* * *
The following selective translation
from Flaubert's journals was made during a summer visit to Madison, Wisconsin.
I've decided to dedicate the translation to my friend Hugh Hochman, in whose
apartment I was staying when I made it. Hugh was good enough to let my wife and
I stay there while he was away in Toronto, and it's only because I began
browsing in his library of French books that I got myself into hours of
translating from Flaubert when I should have been on vacation. Such are the
dangers of friends with decent libraries. It was Hugh's volume of *Voyage en
Egypte* I used and Hugh's dictionaries also (a *Petit Robert* and a
Merriam-Webster unabridged). More importantly, however, I know from things he'd
said to me before that Hugh himself was particularly taken by these pages. I'm
only sorry I didn't finish translating all of the erotic entries in Flaubert's
journals. I wasn't in town long enough to finish the task that I'd initially
planned while sitting with my coffee and my jet lag in Hugh's apartment. I
think, however, that I've translated the best of the entries.
It was in the Autumn of 1849 that
Flaubert left for Egypt with his friend, the writer Maxime Ducamp. Flaubert was
not quite twenty-eight, and although he hadn't yet gained the literary reputation
that would come with the publication of *Madame Bovary*, he was decidedly
already a literary man of some accomplishments. The most noteworthy of these
was an early draft of that eminently "oriental" work *The Temptation
of St. Antony*. Flaubert was going to Egypt with an already rather developed
knowledge of the ancient Mediterranean and with that intense fascination with
the exotic which would characterize various of his later works. It is evident
that Flaubert's attraction to the exotic was as much a matter of the erotic as
it was a matter of archeological or scholarly interests. And some of the most
evocative pages of the notes he wrote on his travels in Egypt concern his
visits to prostitutes or dancing girls.
Throughout his life Flaubert would be
a devoted and almost unapologetic frequenter of prostitutes. He wrote in
explanation of his fascination: "It may be a perverted taste, but I love
prostitution, and for itself, too, quite apart from its carnal aspects. My
heart begins to pound every time I see one of those women in low-cut dresses
walking under the lamplight in the rain, just as monks in their corded robes
have always excited some deep, ascetic corner of my soul. The idea of
prostitution is a meeting place of so many elements--lust, bitterness, complete
absence of human contact, muscular frenzy, the clink of gold--that to peer into
it makes one reel. One learns so many things in a brothel, and feels such
sadness, and dreams so longingly of love!"
Various figures are mentioned in the
narrative other than Flaubert and Ducamp. There is "Joseph," a
dragoman they hired in Genoa and whose real name is Giuseppe Brichetti. And
there is the crew of the Nile boat they hired.

PROMPT A =
Retype the passage of the Flaubert introduction from "Various figures are" to "boat they hired.".

Records from a dataset

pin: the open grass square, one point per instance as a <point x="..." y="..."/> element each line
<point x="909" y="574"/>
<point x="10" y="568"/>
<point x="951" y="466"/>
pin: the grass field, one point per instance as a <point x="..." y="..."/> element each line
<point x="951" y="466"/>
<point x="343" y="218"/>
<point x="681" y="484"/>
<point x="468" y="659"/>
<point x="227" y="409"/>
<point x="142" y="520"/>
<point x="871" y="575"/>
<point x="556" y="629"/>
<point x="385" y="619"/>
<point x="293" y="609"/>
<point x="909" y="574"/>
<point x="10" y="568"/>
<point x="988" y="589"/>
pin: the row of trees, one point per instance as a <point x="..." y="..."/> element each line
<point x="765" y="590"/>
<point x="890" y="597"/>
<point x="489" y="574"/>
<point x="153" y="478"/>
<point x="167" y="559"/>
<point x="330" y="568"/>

PROMPT B =
Put the records from the line with "pin: the row" through the end of the records into a two-column CSV with the columns request and answer. Give one row per record, put each field in quotation marks, and replace line breaks with spaces.

FINISHED ANSWER A =
Various figures are mentioned in the
narrative other than Flaubert and Ducamp. There is "Joseph," a
dragoman they hired in Genoa and whose real name is Giuseppe Brichetti. And
there is the crew of the Nile boat they hired.

FINISHED ANSWER B =
request,answer
"pin: the row of trees, one point per instance as a <point x=""..."" y=""...""/> element each line","<point x=""765"" y=""590""/> <point x=""890"" y=""597""/> <point x=""489"" y=""574""/> <point x=""153"" y=""478""/> <point x=""167"" y=""559""/> <point x=""330"" y=""568""/>"